** DOCUMENT PASSAGE **
--------

1.4 million children at imminent risk of death in famines:UNICEF

Regina Aluel holds her grandson Agop Manut, 11-months-old, who suffers acute malnutrition and respiratory distress at the clinic run by Doctors Without Borders in Aweil, northern Bahr al-Ghazal, South Sudan in 2016 (AFP Photo)

Regina Aluel holds her grandson Agop Manut, 11-months-old, who suffers acute malnutrition and respiratory distress at the clinic run by Doctors Without Borders in Aweil, northern Bahr al-Ghazal, South Sudan in 2016 (AFP Photo)

Almost 1.4 million children suffering from severe malnutrition could die this year from famine in Nigeria, Somalia, South Sudan and Yemen, the UN children’s agency said Monday. People are already starving to death in all four countries, and the World Food Programme says more than 20 million lives are at risk in the next six months.


In Yemen, where war has been raging for nearly two years, 462,000 children are suffering from acute malnutrition while 450,000 children are severely malnourished in northeast Nigeria.

--------

** THE DATA **
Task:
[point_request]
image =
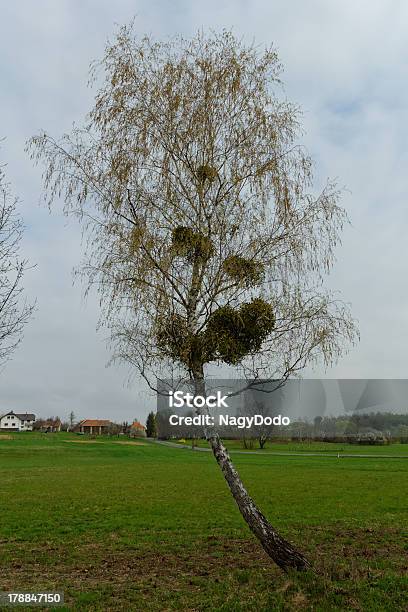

--------

** WHAT YOU WILL DO **
Answer these about the famine article:
1. How old is Agop Manut?
2. According to the World Food Programme, how many lives are at risk in the next six months?
3. How many children in Yemen are suffering from acute malnutrition?

** TASK SOLUTION **
1. 11 months old
2. More than 20 million
3. 462,000